**Aim:**
Copy each line of the items below that contains the string "light", matching case exactly.

**Input data:**
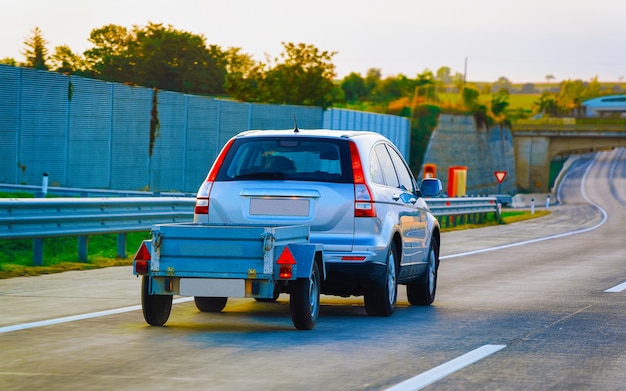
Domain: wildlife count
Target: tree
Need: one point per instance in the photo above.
(174, 60)
(8, 61)
(303, 75)
(36, 53)
(354, 87)
(65, 61)
(548, 104)
(502, 84)
(157, 56)
(107, 59)
(459, 81)
(499, 103)
(243, 76)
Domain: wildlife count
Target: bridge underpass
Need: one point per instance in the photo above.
(537, 145)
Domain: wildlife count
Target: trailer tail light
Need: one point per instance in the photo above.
(286, 262)
(142, 260)
(363, 202)
(202, 198)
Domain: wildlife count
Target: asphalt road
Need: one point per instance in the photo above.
(537, 305)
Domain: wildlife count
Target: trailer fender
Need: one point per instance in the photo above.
(305, 254)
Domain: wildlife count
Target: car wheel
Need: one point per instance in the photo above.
(381, 301)
(156, 308)
(210, 304)
(422, 292)
(304, 301)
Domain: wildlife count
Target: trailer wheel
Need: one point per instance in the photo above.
(156, 308)
(304, 301)
(210, 304)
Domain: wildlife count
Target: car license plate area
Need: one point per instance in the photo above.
(279, 207)
(213, 287)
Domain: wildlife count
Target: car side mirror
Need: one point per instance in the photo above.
(431, 187)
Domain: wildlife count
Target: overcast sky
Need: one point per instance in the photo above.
(523, 40)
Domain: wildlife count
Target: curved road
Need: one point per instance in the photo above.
(533, 305)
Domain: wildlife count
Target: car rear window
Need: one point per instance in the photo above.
(280, 158)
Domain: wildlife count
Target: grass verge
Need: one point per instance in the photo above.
(61, 254)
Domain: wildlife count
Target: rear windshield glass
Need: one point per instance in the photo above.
(279, 158)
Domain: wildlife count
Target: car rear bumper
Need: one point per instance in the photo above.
(353, 278)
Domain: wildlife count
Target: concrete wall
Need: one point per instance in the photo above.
(458, 142)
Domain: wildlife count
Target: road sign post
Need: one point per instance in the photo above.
(500, 175)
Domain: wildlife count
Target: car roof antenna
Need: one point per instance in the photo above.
(295, 124)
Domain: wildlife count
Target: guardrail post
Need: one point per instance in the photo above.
(121, 245)
(82, 248)
(38, 252)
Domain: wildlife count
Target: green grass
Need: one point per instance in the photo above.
(61, 254)
(516, 101)
(506, 217)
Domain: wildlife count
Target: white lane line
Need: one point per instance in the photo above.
(617, 288)
(420, 381)
(556, 236)
(49, 322)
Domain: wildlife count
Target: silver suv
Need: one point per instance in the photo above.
(354, 190)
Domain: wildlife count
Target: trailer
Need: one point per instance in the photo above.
(214, 262)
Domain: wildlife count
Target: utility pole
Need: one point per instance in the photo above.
(465, 72)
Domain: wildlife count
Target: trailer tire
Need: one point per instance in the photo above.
(156, 308)
(304, 301)
(210, 304)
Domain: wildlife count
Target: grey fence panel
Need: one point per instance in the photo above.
(9, 118)
(202, 139)
(234, 118)
(167, 162)
(130, 137)
(89, 156)
(266, 116)
(43, 128)
(397, 129)
(93, 134)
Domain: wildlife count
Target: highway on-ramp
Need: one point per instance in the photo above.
(534, 305)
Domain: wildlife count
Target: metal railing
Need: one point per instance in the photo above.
(34, 218)
(40, 218)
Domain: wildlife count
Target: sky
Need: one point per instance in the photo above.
(522, 40)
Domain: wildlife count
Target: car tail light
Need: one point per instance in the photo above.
(363, 202)
(142, 259)
(286, 262)
(202, 198)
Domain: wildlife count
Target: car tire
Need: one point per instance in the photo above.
(304, 301)
(156, 308)
(422, 292)
(381, 300)
(210, 304)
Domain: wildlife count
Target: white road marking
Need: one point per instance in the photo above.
(617, 288)
(420, 381)
(66, 319)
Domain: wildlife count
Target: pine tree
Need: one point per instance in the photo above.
(36, 53)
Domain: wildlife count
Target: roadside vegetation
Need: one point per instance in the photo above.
(302, 74)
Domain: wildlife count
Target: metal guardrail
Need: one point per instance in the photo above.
(455, 211)
(39, 218)
(34, 218)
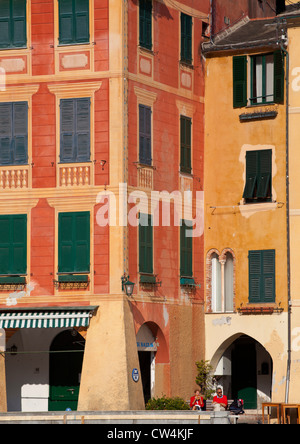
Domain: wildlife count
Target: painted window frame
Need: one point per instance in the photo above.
(16, 132)
(73, 17)
(11, 22)
(258, 184)
(23, 268)
(74, 268)
(186, 133)
(76, 106)
(186, 250)
(186, 39)
(243, 79)
(145, 23)
(146, 243)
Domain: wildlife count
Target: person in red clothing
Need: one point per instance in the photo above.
(220, 401)
(196, 401)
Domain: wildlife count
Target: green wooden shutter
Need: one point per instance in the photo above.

**Solution to this problem:**
Target: trailer tail light
Target: car tail light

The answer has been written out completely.